* Record extracts
--------------------------------------------------

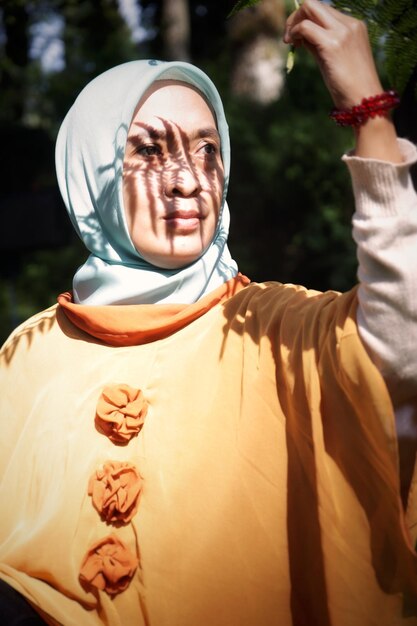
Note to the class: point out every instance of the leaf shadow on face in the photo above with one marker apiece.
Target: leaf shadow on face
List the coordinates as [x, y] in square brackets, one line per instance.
[166, 177]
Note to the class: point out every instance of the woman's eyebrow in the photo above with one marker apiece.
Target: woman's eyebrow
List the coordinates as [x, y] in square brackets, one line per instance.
[209, 132]
[161, 134]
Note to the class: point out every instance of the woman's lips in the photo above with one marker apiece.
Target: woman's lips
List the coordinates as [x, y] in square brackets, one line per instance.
[183, 220]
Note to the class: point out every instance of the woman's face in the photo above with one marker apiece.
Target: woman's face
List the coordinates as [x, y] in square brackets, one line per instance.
[173, 175]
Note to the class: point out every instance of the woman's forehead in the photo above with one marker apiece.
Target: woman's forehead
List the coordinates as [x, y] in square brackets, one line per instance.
[175, 101]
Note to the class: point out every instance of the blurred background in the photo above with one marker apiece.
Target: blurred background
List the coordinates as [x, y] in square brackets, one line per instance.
[290, 196]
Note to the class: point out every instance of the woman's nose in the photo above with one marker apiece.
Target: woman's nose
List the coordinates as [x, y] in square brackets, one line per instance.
[182, 181]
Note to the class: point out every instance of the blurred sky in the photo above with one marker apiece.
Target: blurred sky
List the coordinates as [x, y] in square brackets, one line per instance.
[47, 44]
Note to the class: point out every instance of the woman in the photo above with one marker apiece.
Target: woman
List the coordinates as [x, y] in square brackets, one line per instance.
[184, 447]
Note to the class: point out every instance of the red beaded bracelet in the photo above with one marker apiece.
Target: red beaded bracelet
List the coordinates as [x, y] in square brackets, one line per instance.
[369, 107]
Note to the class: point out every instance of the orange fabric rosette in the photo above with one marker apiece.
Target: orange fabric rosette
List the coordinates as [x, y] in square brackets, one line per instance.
[108, 566]
[115, 491]
[121, 412]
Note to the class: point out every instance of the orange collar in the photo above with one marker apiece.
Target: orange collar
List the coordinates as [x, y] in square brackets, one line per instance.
[134, 324]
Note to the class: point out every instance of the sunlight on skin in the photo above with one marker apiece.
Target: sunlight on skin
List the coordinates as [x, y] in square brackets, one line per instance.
[173, 175]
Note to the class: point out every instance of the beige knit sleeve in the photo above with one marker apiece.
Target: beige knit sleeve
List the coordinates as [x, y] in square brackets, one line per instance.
[385, 230]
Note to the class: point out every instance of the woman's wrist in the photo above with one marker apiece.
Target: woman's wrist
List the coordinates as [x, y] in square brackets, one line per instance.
[377, 139]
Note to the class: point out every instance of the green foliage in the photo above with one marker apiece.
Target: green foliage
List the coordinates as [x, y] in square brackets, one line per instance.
[392, 24]
[289, 186]
[242, 4]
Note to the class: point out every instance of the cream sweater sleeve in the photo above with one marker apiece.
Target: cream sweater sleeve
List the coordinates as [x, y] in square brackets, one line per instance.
[385, 230]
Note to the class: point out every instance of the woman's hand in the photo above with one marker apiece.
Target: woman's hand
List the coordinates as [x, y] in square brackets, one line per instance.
[341, 46]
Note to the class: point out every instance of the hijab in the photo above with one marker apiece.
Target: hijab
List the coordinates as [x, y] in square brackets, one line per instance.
[89, 162]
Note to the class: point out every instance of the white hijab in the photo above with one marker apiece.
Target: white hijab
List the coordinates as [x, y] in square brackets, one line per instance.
[89, 161]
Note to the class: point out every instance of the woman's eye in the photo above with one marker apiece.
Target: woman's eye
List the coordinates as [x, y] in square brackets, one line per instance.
[149, 151]
[209, 148]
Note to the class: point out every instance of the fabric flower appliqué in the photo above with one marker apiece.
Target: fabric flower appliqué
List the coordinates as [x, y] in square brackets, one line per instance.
[121, 412]
[115, 491]
[108, 566]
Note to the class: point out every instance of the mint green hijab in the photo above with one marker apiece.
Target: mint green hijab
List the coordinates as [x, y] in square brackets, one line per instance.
[89, 161]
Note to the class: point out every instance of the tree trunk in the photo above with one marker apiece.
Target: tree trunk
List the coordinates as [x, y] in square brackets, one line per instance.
[13, 83]
[258, 52]
[175, 30]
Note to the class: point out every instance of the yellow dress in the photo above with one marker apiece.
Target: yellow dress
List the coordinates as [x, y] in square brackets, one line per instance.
[230, 462]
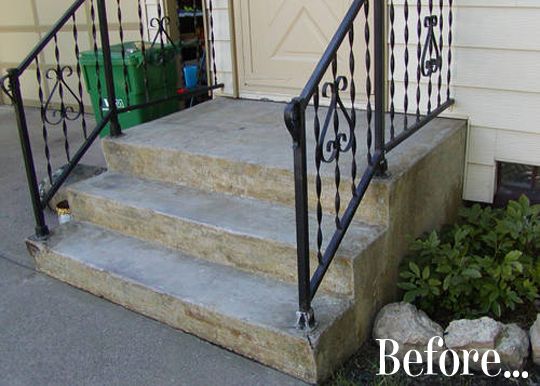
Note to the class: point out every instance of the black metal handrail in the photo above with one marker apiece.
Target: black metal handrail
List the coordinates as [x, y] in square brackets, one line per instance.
[329, 150]
[65, 114]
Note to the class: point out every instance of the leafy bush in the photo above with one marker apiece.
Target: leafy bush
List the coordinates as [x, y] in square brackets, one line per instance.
[486, 264]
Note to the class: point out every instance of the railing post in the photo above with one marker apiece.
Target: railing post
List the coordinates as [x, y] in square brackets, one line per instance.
[42, 230]
[296, 122]
[380, 81]
[107, 67]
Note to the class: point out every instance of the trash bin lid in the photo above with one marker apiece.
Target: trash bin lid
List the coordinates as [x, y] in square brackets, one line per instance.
[133, 54]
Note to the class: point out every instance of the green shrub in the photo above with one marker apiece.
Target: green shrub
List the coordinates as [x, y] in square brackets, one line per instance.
[486, 264]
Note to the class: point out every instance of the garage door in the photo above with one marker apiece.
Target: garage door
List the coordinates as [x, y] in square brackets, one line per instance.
[279, 43]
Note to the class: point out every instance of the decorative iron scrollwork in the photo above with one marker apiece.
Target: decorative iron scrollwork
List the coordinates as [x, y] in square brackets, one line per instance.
[57, 116]
[6, 86]
[431, 48]
[161, 24]
[162, 37]
[341, 143]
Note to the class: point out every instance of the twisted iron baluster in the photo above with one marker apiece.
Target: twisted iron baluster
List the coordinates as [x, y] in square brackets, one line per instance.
[196, 26]
[162, 46]
[143, 51]
[123, 51]
[441, 42]
[337, 170]
[450, 38]
[79, 77]
[43, 120]
[318, 180]
[369, 109]
[212, 39]
[95, 47]
[406, 58]
[179, 27]
[392, 70]
[430, 81]
[352, 93]
[419, 56]
[59, 74]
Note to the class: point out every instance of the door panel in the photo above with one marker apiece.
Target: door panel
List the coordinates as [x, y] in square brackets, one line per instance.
[279, 43]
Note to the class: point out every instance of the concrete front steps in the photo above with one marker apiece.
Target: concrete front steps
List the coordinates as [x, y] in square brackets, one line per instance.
[194, 225]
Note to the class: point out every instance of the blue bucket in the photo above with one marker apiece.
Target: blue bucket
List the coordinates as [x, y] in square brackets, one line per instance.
[190, 75]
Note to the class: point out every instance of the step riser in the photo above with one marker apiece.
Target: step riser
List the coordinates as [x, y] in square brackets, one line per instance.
[256, 255]
[294, 357]
[236, 178]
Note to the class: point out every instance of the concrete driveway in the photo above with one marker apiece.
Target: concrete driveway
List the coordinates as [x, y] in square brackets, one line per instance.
[54, 334]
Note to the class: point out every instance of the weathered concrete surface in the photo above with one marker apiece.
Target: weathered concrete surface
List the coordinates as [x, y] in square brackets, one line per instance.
[423, 191]
[81, 172]
[243, 312]
[54, 334]
[250, 234]
[243, 148]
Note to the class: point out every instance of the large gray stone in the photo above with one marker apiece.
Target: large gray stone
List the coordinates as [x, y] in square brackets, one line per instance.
[409, 327]
[535, 340]
[241, 148]
[484, 334]
[480, 334]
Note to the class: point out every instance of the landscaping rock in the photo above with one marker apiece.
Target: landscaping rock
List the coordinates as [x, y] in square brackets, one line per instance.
[480, 334]
[485, 334]
[535, 340]
[408, 326]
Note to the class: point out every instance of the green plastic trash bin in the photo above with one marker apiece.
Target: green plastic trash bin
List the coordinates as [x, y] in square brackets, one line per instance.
[160, 73]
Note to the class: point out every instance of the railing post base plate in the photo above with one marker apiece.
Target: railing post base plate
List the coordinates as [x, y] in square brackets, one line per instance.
[42, 232]
[305, 321]
[382, 170]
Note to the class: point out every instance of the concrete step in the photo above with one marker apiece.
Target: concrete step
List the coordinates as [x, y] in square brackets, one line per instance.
[248, 314]
[242, 148]
[253, 235]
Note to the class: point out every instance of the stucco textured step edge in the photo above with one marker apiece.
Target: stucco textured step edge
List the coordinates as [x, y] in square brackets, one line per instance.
[245, 313]
[250, 234]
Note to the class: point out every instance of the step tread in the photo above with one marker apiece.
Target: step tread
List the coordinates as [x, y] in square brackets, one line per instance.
[254, 132]
[230, 292]
[237, 215]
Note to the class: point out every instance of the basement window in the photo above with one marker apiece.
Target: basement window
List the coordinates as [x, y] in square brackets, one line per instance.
[514, 180]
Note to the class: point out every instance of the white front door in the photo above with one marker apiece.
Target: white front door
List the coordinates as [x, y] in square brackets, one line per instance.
[279, 43]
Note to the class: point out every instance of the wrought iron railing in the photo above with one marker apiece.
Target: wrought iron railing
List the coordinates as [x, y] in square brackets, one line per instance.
[333, 142]
[63, 105]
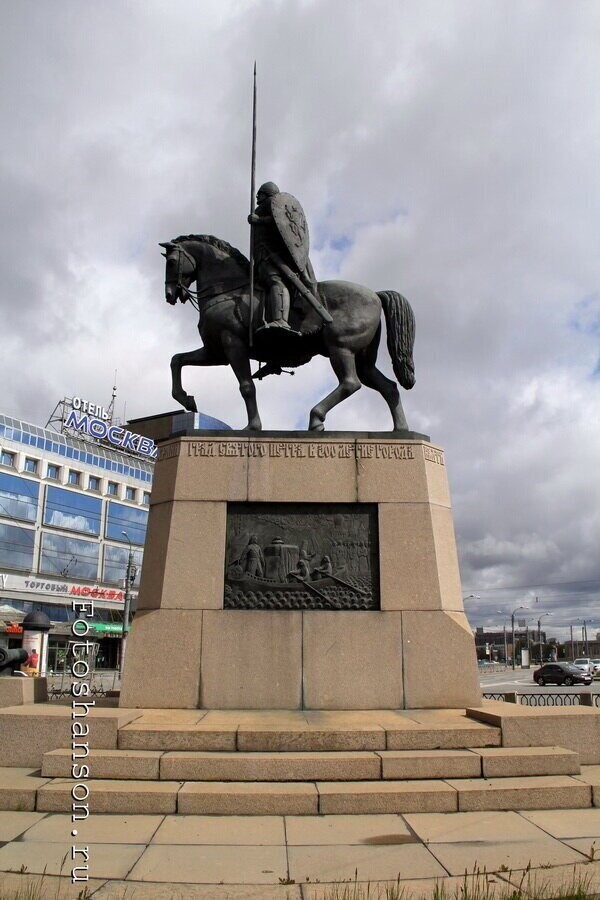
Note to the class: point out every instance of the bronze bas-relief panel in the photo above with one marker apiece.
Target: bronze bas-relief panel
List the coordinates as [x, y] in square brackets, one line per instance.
[302, 556]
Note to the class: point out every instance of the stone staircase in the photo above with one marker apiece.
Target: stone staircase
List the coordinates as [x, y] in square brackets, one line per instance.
[285, 764]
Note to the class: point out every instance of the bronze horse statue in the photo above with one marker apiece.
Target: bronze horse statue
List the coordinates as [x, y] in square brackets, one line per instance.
[350, 341]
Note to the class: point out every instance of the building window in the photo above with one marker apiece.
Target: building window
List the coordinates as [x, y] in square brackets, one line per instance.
[72, 511]
[16, 547]
[7, 458]
[18, 497]
[115, 564]
[125, 518]
[69, 557]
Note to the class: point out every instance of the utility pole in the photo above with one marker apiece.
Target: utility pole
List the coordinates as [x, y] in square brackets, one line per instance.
[513, 630]
[130, 574]
[540, 636]
[572, 646]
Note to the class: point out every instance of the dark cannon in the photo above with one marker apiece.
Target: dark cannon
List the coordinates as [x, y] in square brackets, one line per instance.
[10, 659]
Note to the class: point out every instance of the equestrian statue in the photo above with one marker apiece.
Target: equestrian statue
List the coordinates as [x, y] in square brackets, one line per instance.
[273, 310]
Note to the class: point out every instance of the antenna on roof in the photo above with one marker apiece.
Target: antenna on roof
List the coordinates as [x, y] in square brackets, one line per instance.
[111, 408]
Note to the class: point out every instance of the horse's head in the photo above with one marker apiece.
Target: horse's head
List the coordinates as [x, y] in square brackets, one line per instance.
[180, 271]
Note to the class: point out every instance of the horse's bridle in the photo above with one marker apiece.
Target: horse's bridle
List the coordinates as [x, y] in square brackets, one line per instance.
[192, 296]
[195, 296]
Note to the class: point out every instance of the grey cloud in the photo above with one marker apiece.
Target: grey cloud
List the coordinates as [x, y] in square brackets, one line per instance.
[451, 147]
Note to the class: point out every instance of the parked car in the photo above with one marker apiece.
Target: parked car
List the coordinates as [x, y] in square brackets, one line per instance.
[561, 673]
[585, 664]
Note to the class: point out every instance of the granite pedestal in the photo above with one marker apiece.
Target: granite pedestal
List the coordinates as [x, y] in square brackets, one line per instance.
[410, 647]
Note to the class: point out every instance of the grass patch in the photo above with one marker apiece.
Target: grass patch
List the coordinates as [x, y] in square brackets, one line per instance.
[527, 885]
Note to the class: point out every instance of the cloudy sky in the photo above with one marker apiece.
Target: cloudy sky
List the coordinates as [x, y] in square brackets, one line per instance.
[447, 149]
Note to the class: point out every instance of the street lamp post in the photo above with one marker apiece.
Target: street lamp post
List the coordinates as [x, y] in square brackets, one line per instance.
[512, 619]
[540, 636]
[129, 577]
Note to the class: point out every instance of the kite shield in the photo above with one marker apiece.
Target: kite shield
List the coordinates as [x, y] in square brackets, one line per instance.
[292, 226]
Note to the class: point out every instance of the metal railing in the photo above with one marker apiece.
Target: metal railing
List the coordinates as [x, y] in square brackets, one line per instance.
[586, 698]
[59, 684]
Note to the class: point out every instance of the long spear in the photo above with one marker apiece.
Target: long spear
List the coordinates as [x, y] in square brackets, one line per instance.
[252, 188]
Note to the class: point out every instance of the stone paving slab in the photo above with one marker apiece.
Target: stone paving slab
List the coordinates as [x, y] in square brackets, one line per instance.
[362, 830]
[46, 887]
[135, 890]
[12, 824]
[589, 847]
[212, 864]
[484, 886]
[97, 829]
[232, 830]
[340, 863]
[106, 861]
[459, 857]
[548, 882]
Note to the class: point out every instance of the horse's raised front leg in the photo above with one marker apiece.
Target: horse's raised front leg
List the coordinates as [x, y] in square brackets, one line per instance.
[344, 366]
[237, 356]
[199, 357]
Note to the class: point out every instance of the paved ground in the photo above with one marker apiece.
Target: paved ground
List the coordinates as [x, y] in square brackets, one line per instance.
[522, 680]
[294, 857]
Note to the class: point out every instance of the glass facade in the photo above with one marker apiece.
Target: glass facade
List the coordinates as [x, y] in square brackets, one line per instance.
[16, 547]
[115, 564]
[70, 448]
[18, 497]
[69, 557]
[72, 510]
[121, 518]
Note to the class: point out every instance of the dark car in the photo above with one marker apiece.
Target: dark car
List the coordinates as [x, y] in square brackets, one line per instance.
[561, 673]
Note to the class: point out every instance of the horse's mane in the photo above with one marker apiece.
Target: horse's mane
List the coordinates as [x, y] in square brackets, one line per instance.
[225, 247]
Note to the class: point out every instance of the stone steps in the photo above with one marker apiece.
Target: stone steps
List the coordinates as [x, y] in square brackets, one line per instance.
[317, 735]
[290, 766]
[135, 797]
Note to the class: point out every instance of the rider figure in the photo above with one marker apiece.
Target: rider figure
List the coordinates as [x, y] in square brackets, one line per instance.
[269, 250]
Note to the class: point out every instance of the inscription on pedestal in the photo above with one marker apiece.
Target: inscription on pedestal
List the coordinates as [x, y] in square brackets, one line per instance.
[309, 556]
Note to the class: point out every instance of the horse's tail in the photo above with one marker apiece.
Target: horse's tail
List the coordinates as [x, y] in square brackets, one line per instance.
[400, 324]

--------------------------------------------------

* What you need to do
Search the records above for the string "knit" and copy each line that holds it.

* Reply to the task
Note to the class: point out every instance of the beige knit sleeve in the photo above with one marker apiece.
Target: beige knit sleeve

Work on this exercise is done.